-------- Texte --------
Une des innovations les plus frappantes est l'apparition, aux côtés de la troupe des Cent Suisses, armée et exclusivement masculine, d'une troupe des "Cent pour Cent" composée de cent femmes et cent hommes armés de... bâtons lumineux. C'est le fruit d'un compromis. Daniele Finzi Pasca et son épouse, décédée pendant la genèse du spectacle, se sont heurtés au veto des Cent Suisses: pas question de féminiser leur troupe ou de toucher à leurs hallebardes. Ainsi, une seconde troupe a été créée pour cette édition. C'est elle qui apparaît en premier et, à la fin de la parade des Cent Suisses, revient dans l'arène les entourer et les compléter. Tout un symbole...
Le Messager boiteux est une messagère de 18 ans, Sofia Gonzalez, dont la jambe droite déformée a été amputée quand elle en avait trois. Cette sportive prometteuse de l'équipe suisse paralympique vit une vie aussi normale que possible et va commencer des études de gestion en entreprise à Genève. Je l'ai rencontrée avec un vieil ami d'origine vietnamienne membre de la troupe des Marins. Revêtu de son bel uniforme bleu et or de capitaine de bateau, il m'a glissé une phrase que je n'ai pas comprise sur le champ: "Joli clin d'oeil de l'Histoire, non?" Cet ami, avais-je oublié, est arrivé en Suisse dans les années soixante parmi d'autres "boat people"... Comme Sofia, il incarne la riche diversité de la Suisse d'aujourd'hui.
Des histoires comme cela, il en existe des dizaines parmi les figurants. Parmi les sept couples des mariés du spectacle se trouvent Alain et Fernande (80 et 78 ans, présents dans cette galerie), qui se sont rencontrés pendant les répétitions et sont tombés amoureux l'un de l'autre. Ils ne sont pas allés jusqu'au mariage - "à notre âge..." - mais se sont fiancés. Une des six autres mariées de la Fête, animatrice d'une école de samba, m'a confié qu'on s'est interrogé sur la possibilité d'introduire un couple homosexuel parmi les sept qui défilent dans l'arène et que cela a été jugé trop risqué (il y a en revanche deux couples avec un ou une partenaire de couleur...)
--------
_Série de consignes_:
A: Recopiez mot pour mot le passage du texte sur la Fête qui s'ouvre sur les mots contenant « Des histoires comme » et se clôt sur « partenaire de couleur...) ».
B: Poursuivez, s'il vous plaît, le texte sur la Fête à partir de sa dernière phrase.
Les enregistrements placés ici forment un matériau à part, distinct du texte sur la Fête.
-------- Enregistrements extraits --------
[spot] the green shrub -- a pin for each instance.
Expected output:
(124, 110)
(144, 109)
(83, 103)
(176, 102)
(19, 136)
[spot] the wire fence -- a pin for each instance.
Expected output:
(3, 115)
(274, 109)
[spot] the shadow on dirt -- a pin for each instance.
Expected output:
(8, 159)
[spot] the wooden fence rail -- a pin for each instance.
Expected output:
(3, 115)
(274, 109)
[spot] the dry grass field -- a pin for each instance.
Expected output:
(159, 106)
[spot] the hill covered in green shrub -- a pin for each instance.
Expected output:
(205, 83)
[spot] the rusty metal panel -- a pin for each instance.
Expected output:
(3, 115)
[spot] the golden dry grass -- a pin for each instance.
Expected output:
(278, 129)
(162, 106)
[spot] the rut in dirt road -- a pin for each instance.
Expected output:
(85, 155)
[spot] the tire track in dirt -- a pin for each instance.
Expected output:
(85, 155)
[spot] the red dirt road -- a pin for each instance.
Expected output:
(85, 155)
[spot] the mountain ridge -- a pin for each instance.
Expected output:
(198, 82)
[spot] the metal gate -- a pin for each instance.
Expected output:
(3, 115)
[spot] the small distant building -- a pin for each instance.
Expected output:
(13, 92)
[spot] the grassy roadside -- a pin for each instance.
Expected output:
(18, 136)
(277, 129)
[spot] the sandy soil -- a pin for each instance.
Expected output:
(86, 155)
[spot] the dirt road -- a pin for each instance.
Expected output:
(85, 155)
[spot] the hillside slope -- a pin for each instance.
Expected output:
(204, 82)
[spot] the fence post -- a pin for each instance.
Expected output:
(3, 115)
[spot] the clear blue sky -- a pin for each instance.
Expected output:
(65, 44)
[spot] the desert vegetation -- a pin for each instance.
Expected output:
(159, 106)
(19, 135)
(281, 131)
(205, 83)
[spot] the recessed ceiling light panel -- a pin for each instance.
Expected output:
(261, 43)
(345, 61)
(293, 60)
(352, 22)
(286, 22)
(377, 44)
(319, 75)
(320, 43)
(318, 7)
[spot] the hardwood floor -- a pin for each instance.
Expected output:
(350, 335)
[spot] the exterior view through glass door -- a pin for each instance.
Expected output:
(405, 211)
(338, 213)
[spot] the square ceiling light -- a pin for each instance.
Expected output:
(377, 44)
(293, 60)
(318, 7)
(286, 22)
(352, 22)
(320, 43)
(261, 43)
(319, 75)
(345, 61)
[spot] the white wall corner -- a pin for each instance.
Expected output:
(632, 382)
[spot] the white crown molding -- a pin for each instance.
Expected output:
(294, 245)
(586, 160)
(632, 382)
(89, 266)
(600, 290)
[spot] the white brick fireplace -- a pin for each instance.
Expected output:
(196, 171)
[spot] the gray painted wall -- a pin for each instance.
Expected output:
--------
_Réponses_:
A:
Des histoires comme cela, il en existe des dizaines parmi les figurants. Parmi les sept couples des mariés du spectacle se trouvent Alain et Fernande (80 et 78 ans, présents dans cette galerie), qui se sont rencontrés pendant les répétitions et sont tombés amoureux l'un de l'autre. Ils ne sont pas allés jusqu'au mariage - "à notre âge..." - mais se sont fiancés. Une des six autres mariées de la Fête, animatrice d'une école de samba, m'a confié qu'on s'est interrogé sur la possibilité d'introduire un couple homosexuel parmi les sept qui défilent dans l'arène et que cela a été jugé trop risqué (il y a en revanche deux couples avec un ou une partenaire de couleur...)

B:
Tout cela patiemment pétri, mis en lumière et en musique dans une débauche de costumes colorés, et subtilement différenciés, sous la houlette d'un chef à la fois exigeant et généreux dans ses encouragements, donne quelque chose que l'on ne croyait plus possible à notre époque blasée en super-productions: un spectacle dont les participants communient totalement avec leur public.
Où est le "vrai" peuple? semble se demander Dick Annegarn dans sa critique de la Fête des Vignerons. Il est sur la place et dans les rues autour des arènes. Il est dedans aussi. Il ne correspond peut-être pas aux schémas soixante-huitards. Mais il est là, chaleureux, fraternisant à chaque coin de rue. L'osmose est totale. Des gens qui ne se connaissent pas s'abordent et se parlent. Il y a beaucoup de téléphones portables, oui, mais ici on les utilise - "tu es où??" - pour se fixer rendez-vous et de voir en chair et en os, ou comme bougie contemporaine piquetant la nuit pendant l'interprétation du célèbre "Lyoba". Des amis qui se sont perdus de vue depuis longtemps se retrouvent. On ne se dit pas toujours des choses essentielles, mais les Grecs de l'Antiquité n'étaient pas non plus tous en train de se raconter l'Iliade...
La Fête des Vignerons est un tour de magie. Celle-ci en particulier, qui se déroule autant dans la ville que dans l'arène. J'y trouve une touche particulière: la présence et le culot des femmes. Le fait que des personnages centraux du récit - la petite Julie dont la curiosité sert de fil rouge au spectacle, la Messagère boiteuse, la fée-libellule, les Cent pour Cent... - soient des femmes, le fait que l'on ait couronné une vigneronne pour la première fois n'est pas anodin. Les nombreuses Effeuilleuses ne se sont pas prier pour retrousser leurs jupons avec un sourire coquin. On s'encanaille. La photo de trois d'entre elles prenant cette pose a même été censurée dans le compte-rendu d'un très sérieux organe officiel du parti communiste vietnamien lu par des millions de personnes. Cachez ces genoux gainés de bas résille que je ne saurais voir! Il semblerait en revanche, de bonne source, que l'image se trouve toujours dans les bureaux des responsables dudit organe...
Les femmes de cette cette Fête qui est un peu la leur se savent et se sentent belles et conquérantes, pas seulement les plus jeunes. Pourquoi décourager les admirateurs? Bien sûr, il y a une atmosphère de carnaval dans tout cela; on se désinhibe pendant trois semaines, puis la vie reprend son cours... Je crois qu'il y a dans ce tourbillon féminin plus que cela: l'époque prend acte d'un mouvement de fond.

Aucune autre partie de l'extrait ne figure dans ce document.